Task requirements: Give only the number of lines in the entries below that contain the string "laptop".
◇ ◇ ◇ ◇ ◇ ◇ ◇
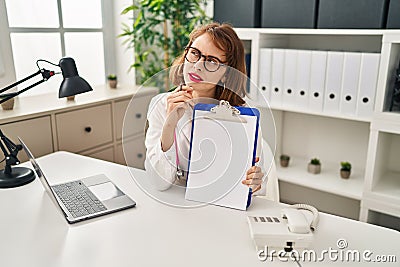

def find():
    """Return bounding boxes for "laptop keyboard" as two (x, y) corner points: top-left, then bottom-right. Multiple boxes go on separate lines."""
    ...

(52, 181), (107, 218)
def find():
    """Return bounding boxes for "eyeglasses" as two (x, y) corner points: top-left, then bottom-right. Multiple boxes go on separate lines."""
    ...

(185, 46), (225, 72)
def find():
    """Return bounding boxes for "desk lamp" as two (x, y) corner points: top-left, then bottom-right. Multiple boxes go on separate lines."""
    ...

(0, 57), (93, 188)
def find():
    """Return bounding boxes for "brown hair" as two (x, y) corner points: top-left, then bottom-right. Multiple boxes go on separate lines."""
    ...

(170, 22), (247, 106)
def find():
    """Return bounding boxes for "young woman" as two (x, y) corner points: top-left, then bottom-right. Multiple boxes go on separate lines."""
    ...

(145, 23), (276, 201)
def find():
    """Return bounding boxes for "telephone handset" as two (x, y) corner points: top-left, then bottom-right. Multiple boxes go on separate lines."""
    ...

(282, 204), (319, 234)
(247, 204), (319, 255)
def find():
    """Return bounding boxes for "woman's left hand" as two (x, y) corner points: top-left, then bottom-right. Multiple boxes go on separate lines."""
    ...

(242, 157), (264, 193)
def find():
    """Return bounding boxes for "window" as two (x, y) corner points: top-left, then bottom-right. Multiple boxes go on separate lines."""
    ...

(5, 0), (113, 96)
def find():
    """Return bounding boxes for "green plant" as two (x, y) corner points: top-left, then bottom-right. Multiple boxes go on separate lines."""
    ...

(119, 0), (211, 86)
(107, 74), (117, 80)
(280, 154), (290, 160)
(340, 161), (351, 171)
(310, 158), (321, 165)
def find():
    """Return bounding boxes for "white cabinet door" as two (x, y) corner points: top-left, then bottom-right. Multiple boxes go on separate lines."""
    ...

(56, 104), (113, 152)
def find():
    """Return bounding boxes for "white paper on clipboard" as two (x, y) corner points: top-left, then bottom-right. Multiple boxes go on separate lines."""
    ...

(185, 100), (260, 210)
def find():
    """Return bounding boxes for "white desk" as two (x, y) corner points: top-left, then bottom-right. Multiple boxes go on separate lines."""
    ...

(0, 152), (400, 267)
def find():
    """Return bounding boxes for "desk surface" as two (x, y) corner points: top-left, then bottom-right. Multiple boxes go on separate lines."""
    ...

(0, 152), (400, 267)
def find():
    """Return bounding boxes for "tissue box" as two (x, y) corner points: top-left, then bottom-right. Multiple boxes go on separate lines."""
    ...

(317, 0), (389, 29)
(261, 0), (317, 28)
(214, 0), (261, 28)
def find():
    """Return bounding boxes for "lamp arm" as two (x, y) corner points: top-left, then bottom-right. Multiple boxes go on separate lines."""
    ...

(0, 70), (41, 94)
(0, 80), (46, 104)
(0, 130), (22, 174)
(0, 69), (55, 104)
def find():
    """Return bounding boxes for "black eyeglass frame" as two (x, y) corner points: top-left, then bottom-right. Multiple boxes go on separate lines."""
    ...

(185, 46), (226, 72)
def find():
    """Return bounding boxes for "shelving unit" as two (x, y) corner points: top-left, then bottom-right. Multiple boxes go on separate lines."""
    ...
◇ ◇ ◇ ◇ ◇ ◇ ◇
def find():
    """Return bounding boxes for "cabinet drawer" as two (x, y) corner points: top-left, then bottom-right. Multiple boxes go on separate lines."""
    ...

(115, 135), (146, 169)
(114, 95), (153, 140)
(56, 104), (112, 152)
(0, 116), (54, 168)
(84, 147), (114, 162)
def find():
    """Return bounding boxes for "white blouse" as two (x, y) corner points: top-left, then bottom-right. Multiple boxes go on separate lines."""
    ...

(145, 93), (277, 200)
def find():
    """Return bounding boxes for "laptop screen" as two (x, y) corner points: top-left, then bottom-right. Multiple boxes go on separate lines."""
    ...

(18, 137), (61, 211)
◇ ◇ ◇ ◇ ◇ ◇ ◇
Response to this task: 2